THE TASK: Return the entries below, unchanged, from their start through the line that contains "POLYGON ((110 82, 105", and leave the pictures out of your answer.

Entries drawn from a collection
◇ ◇ ◇
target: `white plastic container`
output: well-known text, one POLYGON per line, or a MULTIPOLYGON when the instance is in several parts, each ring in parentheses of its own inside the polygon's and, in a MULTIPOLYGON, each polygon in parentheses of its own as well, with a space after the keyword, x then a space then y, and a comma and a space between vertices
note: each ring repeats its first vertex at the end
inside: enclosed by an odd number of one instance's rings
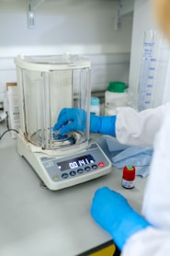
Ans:
POLYGON ((110 82, 105 92, 105 115, 115 115, 120 108, 128 106, 129 97, 126 84, 110 82))
POLYGON ((100 115, 100 99, 97 97, 90 99, 90 112, 96 115, 100 115))

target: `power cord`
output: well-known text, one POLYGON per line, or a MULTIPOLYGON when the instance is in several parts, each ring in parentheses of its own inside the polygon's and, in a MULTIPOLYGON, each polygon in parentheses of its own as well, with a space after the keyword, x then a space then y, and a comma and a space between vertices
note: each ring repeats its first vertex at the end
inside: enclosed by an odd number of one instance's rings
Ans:
POLYGON ((16 133, 18 134, 18 131, 16 130, 16 129, 8 129, 8 130, 5 131, 5 132, 0 135, 0 140, 2 139, 2 137, 3 137, 7 132, 11 132, 11 131, 14 131, 14 132, 16 132, 16 133))

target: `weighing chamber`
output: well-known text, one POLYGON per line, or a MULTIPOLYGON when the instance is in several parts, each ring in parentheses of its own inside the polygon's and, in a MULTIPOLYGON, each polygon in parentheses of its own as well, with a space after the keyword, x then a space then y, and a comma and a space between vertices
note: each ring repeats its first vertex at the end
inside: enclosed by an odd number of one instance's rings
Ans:
POLYGON ((15 58, 19 95, 17 150, 44 185, 60 190, 107 174, 111 163, 89 143, 90 61, 80 55, 15 58), (83 110, 81 131, 53 131, 64 108, 83 110))

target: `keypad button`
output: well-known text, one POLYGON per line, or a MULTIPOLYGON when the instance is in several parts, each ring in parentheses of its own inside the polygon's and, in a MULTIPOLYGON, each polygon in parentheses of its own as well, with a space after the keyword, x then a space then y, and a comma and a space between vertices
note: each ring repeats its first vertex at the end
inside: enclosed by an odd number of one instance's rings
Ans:
POLYGON ((66 172, 62 173, 62 179, 67 179, 68 177, 69 177, 69 175, 66 172))
POLYGON ((92 166, 92 169, 97 169, 97 165, 93 165, 93 166, 92 166))
POLYGON ((104 162, 99 162, 98 167, 101 167, 101 168, 105 167, 105 163, 104 162))
POLYGON ((90 167, 85 167, 85 171, 89 171, 90 169, 91 169, 90 167))
POLYGON ((74 170, 70 171, 70 176, 75 176, 76 172, 74 170))

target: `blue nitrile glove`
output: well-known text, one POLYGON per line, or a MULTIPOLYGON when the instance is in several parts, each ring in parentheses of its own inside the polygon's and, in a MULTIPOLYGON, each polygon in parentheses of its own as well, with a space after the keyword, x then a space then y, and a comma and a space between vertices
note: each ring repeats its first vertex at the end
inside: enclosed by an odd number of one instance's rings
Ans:
MULTIPOLYGON (((71 131, 82 131, 85 129, 86 113, 81 109, 64 108, 59 114, 58 122, 53 131, 59 131, 60 134, 65 134, 71 131)), ((96 116, 90 114, 90 133, 100 133, 115 135, 116 116, 96 116)))
POLYGON ((108 187, 96 192, 91 215, 110 234, 120 250, 131 235, 151 226, 121 194, 108 187))
POLYGON ((65 134, 72 131, 82 131, 85 129, 86 113, 81 109, 67 109, 61 111, 58 121, 53 126, 53 131, 59 131, 60 134, 65 134))

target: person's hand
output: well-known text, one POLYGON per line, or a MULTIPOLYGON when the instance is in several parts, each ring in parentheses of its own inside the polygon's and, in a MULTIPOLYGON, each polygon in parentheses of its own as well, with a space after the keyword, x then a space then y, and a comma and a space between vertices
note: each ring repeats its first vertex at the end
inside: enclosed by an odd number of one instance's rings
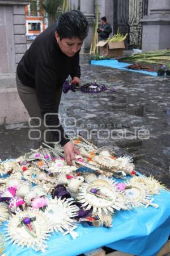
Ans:
POLYGON ((75 159, 75 155, 80 155, 79 151, 71 141, 64 145, 63 149, 66 162, 69 166, 73 166, 72 160, 75 159))
POLYGON ((71 82, 71 84, 78 84, 79 87, 81 87, 82 86, 80 79, 79 77, 77 77, 76 76, 74 76, 73 77, 73 80, 71 82))

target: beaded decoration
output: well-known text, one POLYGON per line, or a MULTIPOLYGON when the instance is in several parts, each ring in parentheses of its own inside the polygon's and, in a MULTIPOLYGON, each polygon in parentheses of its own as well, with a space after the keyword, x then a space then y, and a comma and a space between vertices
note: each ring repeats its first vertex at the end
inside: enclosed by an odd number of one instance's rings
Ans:
POLYGON ((69 232, 73 239, 77 237, 77 234, 75 237, 75 232, 71 232, 73 231, 73 228, 77 227, 71 218, 77 216, 79 211, 79 208, 73 204, 73 203, 69 199, 61 200, 61 197, 57 199, 56 197, 48 200, 47 208, 44 214, 50 221, 50 232, 60 232, 63 234, 69 232))
POLYGON ((108 211, 113 213, 113 209, 119 210, 124 208, 125 201, 116 188, 115 180, 100 175, 96 179, 92 177, 91 181, 88 179, 88 182, 82 184, 77 196, 86 210, 92 208, 93 214, 108 214, 108 211))
POLYGON ((7 236, 14 244, 44 252, 50 236, 48 220, 40 212, 27 209, 13 216, 7 224, 7 236))

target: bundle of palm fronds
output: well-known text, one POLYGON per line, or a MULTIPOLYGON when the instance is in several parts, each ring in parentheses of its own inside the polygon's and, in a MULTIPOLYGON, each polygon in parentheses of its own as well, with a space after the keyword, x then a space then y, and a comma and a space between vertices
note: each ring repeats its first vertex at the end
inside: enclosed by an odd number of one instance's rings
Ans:
POLYGON ((148 63, 156 65, 167 65, 170 63, 170 49, 152 51, 142 53, 134 54, 120 58, 119 61, 138 63, 148 63))
POLYGON ((97 29, 99 23, 99 7, 97 5, 96 5, 96 19, 94 23, 94 35, 91 41, 90 54, 95 54, 97 53, 98 47, 96 47, 96 44, 98 42, 98 33, 97 32, 97 29))

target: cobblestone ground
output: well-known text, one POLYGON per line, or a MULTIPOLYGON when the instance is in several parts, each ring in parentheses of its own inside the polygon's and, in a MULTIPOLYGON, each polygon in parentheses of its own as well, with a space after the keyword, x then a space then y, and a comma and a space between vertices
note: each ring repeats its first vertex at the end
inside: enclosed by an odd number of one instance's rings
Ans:
MULTIPOLYGON (((84 55, 81 67, 83 84, 97 80, 109 83, 108 90, 63 94, 60 112, 66 131, 91 136, 96 145, 116 155, 131 155, 137 171, 152 174, 170 187, 169 78, 89 65, 84 55), (113 87, 116 92, 110 90, 113 87)), ((33 143, 28 130, 27 123, 0 128, 2 159, 30 150, 33 143)))

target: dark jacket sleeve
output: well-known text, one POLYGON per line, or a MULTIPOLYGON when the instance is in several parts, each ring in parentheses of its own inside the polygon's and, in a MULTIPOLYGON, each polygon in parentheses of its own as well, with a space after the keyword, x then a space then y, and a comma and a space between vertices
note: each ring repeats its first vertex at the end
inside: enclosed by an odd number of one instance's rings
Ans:
POLYGON ((81 71, 80 67, 80 57, 79 57, 79 52, 76 53, 75 61, 73 65, 72 72, 70 74, 72 79, 74 76, 80 78, 81 71))
POLYGON ((107 33, 108 34, 110 34, 112 32, 112 27, 110 24, 107 24, 104 28, 104 32, 107 33))
POLYGON ((52 130, 56 142, 59 142, 61 146, 64 146, 69 139, 65 134, 58 115, 53 114, 57 114, 54 93, 57 88, 57 71, 46 64, 39 62, 36 65, 35 77, 37 101, 43 119, 46 114, 46 129, 52 130))

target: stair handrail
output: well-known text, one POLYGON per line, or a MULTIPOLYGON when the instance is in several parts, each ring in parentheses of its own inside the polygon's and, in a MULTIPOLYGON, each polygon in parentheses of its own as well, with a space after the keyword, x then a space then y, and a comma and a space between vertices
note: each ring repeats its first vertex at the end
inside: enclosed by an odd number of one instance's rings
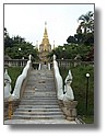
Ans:
POLYGON ((22 89, 23 82, 27 78, 27 75, 28 75, 28 72, 31 70, 31 67, 32 67, 31 55, 29 55, 28 59, 29 60, 27 61, 26 66, 24 67, 22 73, 16 79, 15 87, 14 87, 14 90, 13 90, 13 93, 12 93, 12 96, 14 99, 20 99, 21 98, 21 89, 22 89))
POLYGON ((69 73, 64 80, 66 85, 63 89, 63 80, 59 71, 58 62, 56 61, 56 55, 54 55, 54 73, 55 73, 55 82, 56 82, 58 99, 63 101, 73 101, 74 94, 71 88, 71 82, 72 82, 71 70, 69 70, 69 73))
POLYGON ((11 96, 11 78, 8 73, 8 69, 5 69, 5 72, 4 72, 4 99, 8 99, 11 96))

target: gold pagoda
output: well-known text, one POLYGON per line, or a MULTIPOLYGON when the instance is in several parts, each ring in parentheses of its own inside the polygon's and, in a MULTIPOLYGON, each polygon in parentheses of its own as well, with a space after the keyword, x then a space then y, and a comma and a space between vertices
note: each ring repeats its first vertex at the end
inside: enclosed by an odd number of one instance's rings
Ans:
POLYGON ((51 45, 49 44, 46 25, 47 23, 45 22, 44 37, 43 37, 41 44, 39 45, 39 59, 41 62, 45 62, 45 64, 48 61, 47 55, 51 52, 51 45))

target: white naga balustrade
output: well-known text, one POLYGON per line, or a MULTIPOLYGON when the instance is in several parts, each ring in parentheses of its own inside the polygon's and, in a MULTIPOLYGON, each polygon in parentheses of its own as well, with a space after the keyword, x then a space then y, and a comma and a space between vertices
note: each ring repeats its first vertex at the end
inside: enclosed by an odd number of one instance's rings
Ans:
POLYGON ((28 71, 31 69, 31 64, 32 64, 31 58, 32 58, 32 56, 29 55, 29 60, 27 61, 25 68, 23 69, 22 75, 20 75, 17 77, 17 80, 16 80, 16 83, 15 83, 15 87, 14 87, 14 91, 13 91, 13 94, 12 94, 12 96, 15 98, 15 99, 20 99, 22 84, 23 84, 24 80, 27 78, 28 71))
POLYGON ((55 81, 56 81, 58 99, 62 100, 62 101, 73 101, 74 94, 73 94, 73 90, 70 85, 72 82, 71 71, 69 70, 69 73, 64 80, 66 85, 64 85, 64 90, 63 90, 63 81, 62 81, 62 77, 61 77, 59 68, 58 68, 58 62, 56 61, 56 55, 54 55, 54 72, 55 72, 55 81), (63 93, 63 91, 64 91, 64 93, 63 93))
POLYGON ((8 99, 11 96, 11 78, 8 75, 8 70, 5 69, 4 72, 4 99, 8 99))

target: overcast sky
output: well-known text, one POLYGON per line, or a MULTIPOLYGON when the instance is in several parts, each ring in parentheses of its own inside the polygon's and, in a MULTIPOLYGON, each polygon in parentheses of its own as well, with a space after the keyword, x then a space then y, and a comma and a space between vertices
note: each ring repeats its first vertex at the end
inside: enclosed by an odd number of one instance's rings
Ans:
POLYGON ((79 16, 88 11, 94 12, 94 4, 4 4, 4 26, 10 36, 20 35, 36 45, 47 22, 50 44, 63 45, 75 34, 79 16))

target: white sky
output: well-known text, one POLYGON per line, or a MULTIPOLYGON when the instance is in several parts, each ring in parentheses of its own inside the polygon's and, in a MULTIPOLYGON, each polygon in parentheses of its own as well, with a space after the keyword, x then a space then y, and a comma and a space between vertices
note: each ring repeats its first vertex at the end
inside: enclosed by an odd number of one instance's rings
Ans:
POLYGON ((88 11, 94 12, 94 4, 4 4, 4 26, 10 36, 36 45, 41 43, 46 21, 50 44, 63 45, 75 34, 79 16, 88 11))

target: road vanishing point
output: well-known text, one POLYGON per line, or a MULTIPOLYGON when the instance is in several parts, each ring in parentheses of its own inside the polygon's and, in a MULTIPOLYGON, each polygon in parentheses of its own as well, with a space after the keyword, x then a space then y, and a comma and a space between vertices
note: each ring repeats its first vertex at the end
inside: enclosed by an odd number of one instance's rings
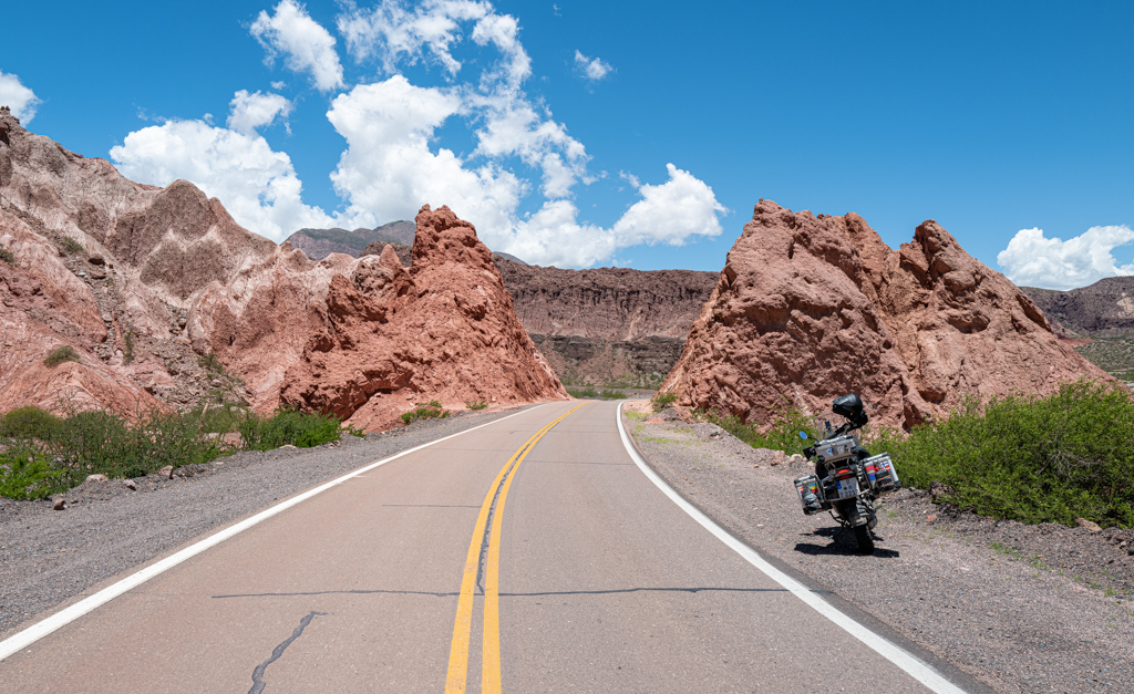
◇ ◇ ◇
IN RESPONSE:
target: `white plastic container`
output: well-known text, one POLYGON per line, or a MULTIPOLYGON when the instance is in several parts, each ring in parentheses of its own inside the polygon's and, in a MULTIPOLYGON, each polygon in parentheses of its own as well, with a space after the keyword, x then a space then y, and a comma and a space between vertices
note: each ring repeats its first vertex at the end
inside: enclosed by an odd number of one instance's rings
Ans:
POLYGON ((110 82, 105 92, 105 115, 115 115, 120 108, 128 106, 129 97, 126 84, 110 82))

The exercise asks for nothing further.